#### Required work
Set down every entry once more, character for character.

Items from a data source
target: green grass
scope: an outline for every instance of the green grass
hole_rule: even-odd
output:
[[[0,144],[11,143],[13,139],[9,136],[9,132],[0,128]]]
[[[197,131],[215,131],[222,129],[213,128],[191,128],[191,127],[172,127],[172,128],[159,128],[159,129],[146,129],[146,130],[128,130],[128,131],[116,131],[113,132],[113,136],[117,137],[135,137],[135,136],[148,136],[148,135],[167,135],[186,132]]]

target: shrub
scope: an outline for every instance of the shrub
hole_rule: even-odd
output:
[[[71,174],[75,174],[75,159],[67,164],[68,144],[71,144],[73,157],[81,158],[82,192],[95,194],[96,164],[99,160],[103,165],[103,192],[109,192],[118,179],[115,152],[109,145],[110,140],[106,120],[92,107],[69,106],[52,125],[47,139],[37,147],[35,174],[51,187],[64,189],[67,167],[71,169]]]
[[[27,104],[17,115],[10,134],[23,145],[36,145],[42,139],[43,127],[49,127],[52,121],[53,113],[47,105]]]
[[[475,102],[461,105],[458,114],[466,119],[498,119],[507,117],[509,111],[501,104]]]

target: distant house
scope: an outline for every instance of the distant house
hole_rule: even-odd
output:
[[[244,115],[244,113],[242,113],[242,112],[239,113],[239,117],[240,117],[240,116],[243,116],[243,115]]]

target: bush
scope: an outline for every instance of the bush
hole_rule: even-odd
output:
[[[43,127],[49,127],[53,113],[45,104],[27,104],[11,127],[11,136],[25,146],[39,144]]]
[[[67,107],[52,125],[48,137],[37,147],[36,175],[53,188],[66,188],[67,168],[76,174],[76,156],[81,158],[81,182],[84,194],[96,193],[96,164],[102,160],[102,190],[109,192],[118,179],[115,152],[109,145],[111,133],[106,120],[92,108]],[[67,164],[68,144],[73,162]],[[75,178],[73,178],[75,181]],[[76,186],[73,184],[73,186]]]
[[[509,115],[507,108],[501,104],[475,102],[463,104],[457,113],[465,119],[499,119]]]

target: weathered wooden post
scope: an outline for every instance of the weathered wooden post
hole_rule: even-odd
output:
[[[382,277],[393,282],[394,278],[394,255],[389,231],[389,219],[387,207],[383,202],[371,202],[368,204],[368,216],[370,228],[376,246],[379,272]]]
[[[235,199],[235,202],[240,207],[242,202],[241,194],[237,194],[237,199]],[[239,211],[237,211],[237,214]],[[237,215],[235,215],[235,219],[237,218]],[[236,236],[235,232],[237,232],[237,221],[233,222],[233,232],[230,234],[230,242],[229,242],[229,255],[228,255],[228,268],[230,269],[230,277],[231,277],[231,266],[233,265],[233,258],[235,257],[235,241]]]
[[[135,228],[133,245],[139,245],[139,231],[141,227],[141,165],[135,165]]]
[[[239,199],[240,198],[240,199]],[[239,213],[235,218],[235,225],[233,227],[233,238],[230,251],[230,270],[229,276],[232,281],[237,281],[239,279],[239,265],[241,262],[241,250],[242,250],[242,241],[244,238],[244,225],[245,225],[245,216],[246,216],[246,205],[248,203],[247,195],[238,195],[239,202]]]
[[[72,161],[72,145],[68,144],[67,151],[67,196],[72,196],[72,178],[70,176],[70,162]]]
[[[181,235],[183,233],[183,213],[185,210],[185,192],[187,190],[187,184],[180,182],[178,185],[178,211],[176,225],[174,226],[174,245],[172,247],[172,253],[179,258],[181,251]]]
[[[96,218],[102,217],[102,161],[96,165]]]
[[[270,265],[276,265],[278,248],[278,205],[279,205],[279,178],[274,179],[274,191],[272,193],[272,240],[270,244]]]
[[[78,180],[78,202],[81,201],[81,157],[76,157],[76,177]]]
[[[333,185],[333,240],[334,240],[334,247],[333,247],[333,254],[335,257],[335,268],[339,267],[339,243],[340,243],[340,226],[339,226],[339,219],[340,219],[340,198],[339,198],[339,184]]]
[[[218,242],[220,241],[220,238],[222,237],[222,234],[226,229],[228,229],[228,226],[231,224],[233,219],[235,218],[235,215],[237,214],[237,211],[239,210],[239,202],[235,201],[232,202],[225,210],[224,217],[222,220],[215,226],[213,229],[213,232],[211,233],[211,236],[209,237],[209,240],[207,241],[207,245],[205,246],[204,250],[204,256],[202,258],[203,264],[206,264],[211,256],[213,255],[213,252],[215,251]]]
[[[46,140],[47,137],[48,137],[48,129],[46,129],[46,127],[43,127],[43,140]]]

#### Output for this exercise
target: green grass
scope: an outline for every instance of the green grass
hole_rule: even-odd
output:
[[[0,144],[11,143],[13,139],[9,136],[9,132],[0,128]]]
[[[197,131],[215,131],[222,129],[213,128],[191,128],[191,127],[172,127],[172,128],[159,128],[159,129],[146,129],[146,130],[128,130],[128,131],[116,131],[113,132],[113,136],[117,137],[135,137],[135,136],[148,136],[148,135],[167,135],[186,132]]]

target: shrub
scope: an outline for every instance of the shrub
hole_rule: even-odd
output:
[[[71,174],[75,174],[75,159],[67,164],[68,144],[71,144],[73,157],[81,158],[82,192],[95,194],[96,164],[99,160],[103,165],[103,192],[109,192],[118,179],[115,152],[109,145],[110,140],[106,120],[92,107],[69,106],[52,125],[47,139],[37,147],[35,174],[51,187],[64,189],[67,167],[71,169]]]
[[[27,104],[17,115],[10,134],[23,145],[36,145],[42,139],[43,127],[49,127],[52,121],[53,113],[47,105]]]
[[[475,102],[461,105],[458,114],[466,119],[498,119],[507,117],[509,111],[501,104]]]

target: distant house
scope: an outline for every instance of the distant house
hole_rule: even-odd
output:
[[[244,115],[244,113],[242,113],[242,112],[239,113],[239,117],[240,117],[240,116],[243,116],[243,115]]]

target: bush
scope: an outline for every instance of the bush
hole_rule: even-odd
output:
[[[43,127],[49,127],[53,113],[45,104],[27,104],[11,127],[11,136],[25,146],[39,144]]]
[[[67,107],[52,125],[48,137],[37,147],[36,175],[53,188],[66,188],[67,168],[76,174],[76,156],[81,158],[81,182],[84,194],[96,193],[96,164],[102,160],[102,190],[109,192],[118,179],[115,152],[109,145],[111,133],[106,120],[92,108]],[[67,164],[68,144],[73,162]],[[75,178],[73,178],[75,181]],[[76,186],[73,184],[73,186]]]
[[[509,115],[507,108],[501,104],[475,102],[463,104],[457,113],[465,119],[499,119]]]

target: weathered wooden post
scope: an outline for every instance of the weathered wooden post
hole_rule: even-odd
output:
[[[382,277],[393,282],[394,278],[394,255],[389,231],[389,219],[387,207],[383,202],[371,202],[368,204],[368,216],[370,228],[376,246],[379,272]]]
[[[235,199],[235,202],[240,207],[242,202],[241,194],[237,194],[237,199]],[[239,211],[237,211],[237,214]],[[237,215],[235,215],[235,219],[237,218]],[[236,236],[235,232],[237,232],[237,221],[233,222],[233,232],[230,234],[230,242],[229,242],[229,255],[228,255],[228,268],[230,269],[230,277],[231,277],[231,266],[233,265],[233,258],[235,257],[235,241]]]
[[[135,228],[133,245],[139,245],[139,231],[141,227],[141,165],[135,165]]]
[[[239,199],[240,198],[240,199]],[[239,213],[235,218],[235,225],[233,227],[233,238],[230,251],[230,270],[229,276],[232,281],[237,281],[239,279],[239,265],[241,262],[241,250],[242,250],[242,241],[244,238],[244,225],[245,225],[245,216],[246,216],[246,205],[248,203],[247,195],[238,195],[239,202]]]
[[[72,161],[72,145],[68,144],[67,151],[67,196],[72,196],[72,178],[70,176],[70,162]]]
[[[181,235],[183,233],[183,213],[185,210],[185,192],[187,190],[187,184],[180,182],[178,185],[178,211],[176,225],[174,226],[174,245],[172,247],[172,253],[179,258],[181,251]]]
[[[96,218],[102,217],[102,161],[96,165]]]
[[[270,265],[276,265],[278,248],[278,205],[279,205],[279,178],[274,179],[274,191],[272,193],[272,240],[270,244]]]
[[[78,180],[78,202],[81,201],[81,157],[76,157],[76,177]]]
[[[333,185],[333,240],[334,240],[334,247],[333,247],[333,254],[335,257],[335,268],[339,267],[339,243],[340,243],[340,226],[339,226],[339,219],[340,219],[340,198],[339,198],[339,184]]]
[[[218,242],[220,241],[220,238],[222,237],[222,234],[226,229],[228,229],[228,226],[231,224],[233,219],[235,218],[235,215],[237,214],[237,211],[239,210],[239,202],[235,201],[232,202],[225,210],[224,217],[222,220],[215,226],[213,229],[213,232],[211,233],[211,236],[209,237],[209,240],[207,241],[207,245],[205,246],[204,250],[204,256],[202,258],[203,264],[206,264],[211,256],[213,255],[213,252],[215,251]]]
[[[46,140],[47,137],[48,137],[48,129],[46,129],[46,127],[43,127],[43,140]]]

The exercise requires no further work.